• TASK OBJECTIVE: Copy the lines below verbatim, beginning with the line that includes "mirror in this photo." and continuing to the end; leave out everything before it.

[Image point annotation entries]
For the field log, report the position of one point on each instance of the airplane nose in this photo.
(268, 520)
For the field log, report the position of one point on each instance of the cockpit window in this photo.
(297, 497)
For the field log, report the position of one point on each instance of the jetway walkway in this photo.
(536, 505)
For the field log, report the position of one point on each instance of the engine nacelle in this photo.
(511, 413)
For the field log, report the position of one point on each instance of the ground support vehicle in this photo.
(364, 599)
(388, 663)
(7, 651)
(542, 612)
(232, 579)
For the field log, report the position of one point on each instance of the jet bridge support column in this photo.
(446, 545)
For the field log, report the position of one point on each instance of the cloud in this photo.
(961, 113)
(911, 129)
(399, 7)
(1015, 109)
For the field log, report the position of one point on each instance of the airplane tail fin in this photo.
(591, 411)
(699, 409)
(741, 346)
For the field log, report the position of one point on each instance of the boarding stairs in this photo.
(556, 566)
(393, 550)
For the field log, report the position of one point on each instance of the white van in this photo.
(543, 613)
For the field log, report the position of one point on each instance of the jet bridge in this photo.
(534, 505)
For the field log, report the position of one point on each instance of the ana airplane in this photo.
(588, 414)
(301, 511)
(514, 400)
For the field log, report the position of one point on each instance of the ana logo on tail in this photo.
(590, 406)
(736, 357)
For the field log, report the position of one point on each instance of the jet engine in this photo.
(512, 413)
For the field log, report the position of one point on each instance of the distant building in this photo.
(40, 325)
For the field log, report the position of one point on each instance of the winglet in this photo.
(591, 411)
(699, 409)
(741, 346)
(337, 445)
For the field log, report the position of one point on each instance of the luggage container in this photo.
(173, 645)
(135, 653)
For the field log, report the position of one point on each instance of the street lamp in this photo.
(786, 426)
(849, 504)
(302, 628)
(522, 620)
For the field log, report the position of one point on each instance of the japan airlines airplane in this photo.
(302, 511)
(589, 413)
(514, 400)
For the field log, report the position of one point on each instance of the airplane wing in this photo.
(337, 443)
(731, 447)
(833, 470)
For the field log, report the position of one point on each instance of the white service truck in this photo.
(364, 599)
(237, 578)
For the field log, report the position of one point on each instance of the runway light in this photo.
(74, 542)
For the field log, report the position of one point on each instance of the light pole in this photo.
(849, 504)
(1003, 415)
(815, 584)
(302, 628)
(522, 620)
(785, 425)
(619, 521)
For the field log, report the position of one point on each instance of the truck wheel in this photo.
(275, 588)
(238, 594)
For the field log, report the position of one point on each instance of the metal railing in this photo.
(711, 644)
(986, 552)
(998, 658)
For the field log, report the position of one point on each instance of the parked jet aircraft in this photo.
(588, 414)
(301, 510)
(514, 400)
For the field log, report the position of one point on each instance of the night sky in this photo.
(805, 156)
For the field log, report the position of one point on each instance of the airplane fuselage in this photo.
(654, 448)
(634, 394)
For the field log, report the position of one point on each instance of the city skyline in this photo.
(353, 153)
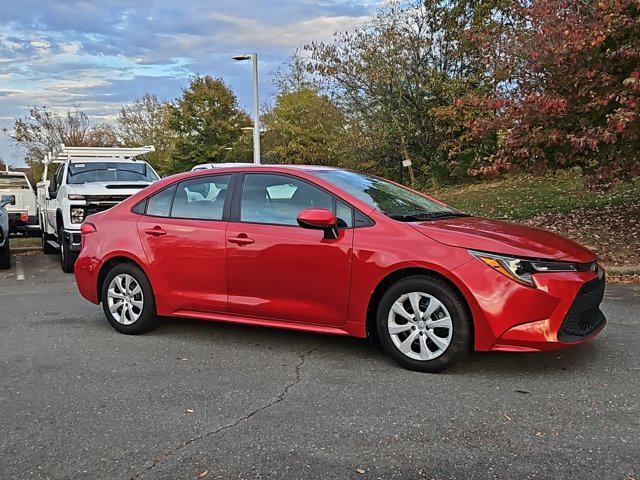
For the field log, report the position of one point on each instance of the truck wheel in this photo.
(67, 257)
(47, 248)
(5, 256)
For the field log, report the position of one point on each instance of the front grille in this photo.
(105, 198)
(584, 317)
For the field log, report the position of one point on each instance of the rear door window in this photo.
(278, 199)
(201, 198)
(159, 204)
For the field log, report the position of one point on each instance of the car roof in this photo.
(216, 166)
(104, 159)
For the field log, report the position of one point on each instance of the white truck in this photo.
(23, 215)
(87, 180)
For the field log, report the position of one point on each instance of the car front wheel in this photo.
(127, 300)
(423, 324)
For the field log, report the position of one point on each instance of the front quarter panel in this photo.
(386, 248)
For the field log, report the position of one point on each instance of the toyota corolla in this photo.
(334, 251)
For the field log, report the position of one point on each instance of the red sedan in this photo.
(333, 251)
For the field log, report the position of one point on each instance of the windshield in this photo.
(391, 199)
(13, 182)
(110, 172)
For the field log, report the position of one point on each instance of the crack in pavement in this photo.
(167, 453)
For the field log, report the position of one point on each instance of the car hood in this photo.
(503, 237)
(108, 188)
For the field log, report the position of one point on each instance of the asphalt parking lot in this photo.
(192, 398)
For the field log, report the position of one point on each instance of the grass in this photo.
(523, 196)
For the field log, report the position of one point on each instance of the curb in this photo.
(626, 270)
(25, 249)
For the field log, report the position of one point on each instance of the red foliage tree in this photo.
(568, 88)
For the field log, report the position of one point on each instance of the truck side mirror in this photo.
(53, 188)
(7, 200)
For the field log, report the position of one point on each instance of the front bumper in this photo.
(16, 224)
(561, 311)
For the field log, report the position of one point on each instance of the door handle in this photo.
(241, 240)
(155, 231)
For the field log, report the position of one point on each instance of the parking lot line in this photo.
(19, 269)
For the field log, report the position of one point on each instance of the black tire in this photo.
(461, 336)
(5, 256)
(67, 256)
(148, 318)
(47, 248)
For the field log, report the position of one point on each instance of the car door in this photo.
(275, 268)
(183, 235)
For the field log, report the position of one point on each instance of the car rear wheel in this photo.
(5, 256)
(423, 324)
(127, 300)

• RESPONSE:
For the field log, report the position of one point on each instance of the truck side mirror in this photo.
(53, 188)
(7, 200)
For the field log, report the position of one point on each instance of the front bumper in this photo.
(16, 224)
(561, 311)
For the field log, report the position of one point on each instance of the door handle in this photo.
(241, 240)
(155, 231)
For the field log, report the position of one point on each instance of the parking lot line in this photo.
(19, 269)
For the field log, report the position of one point on each instance of the black tire in this photo.
(461, 336)
(5, 256)
(67, 256)
(148, 318)
(47, 248)
For the field log, report the position of one point on each instance of the car door in this photo.
(275, 268)
(183, 235)
For the field log, report the position of one point on each instance of the car rear wheel in this photo.
(5, 256)
(423, 324)
(127, 300)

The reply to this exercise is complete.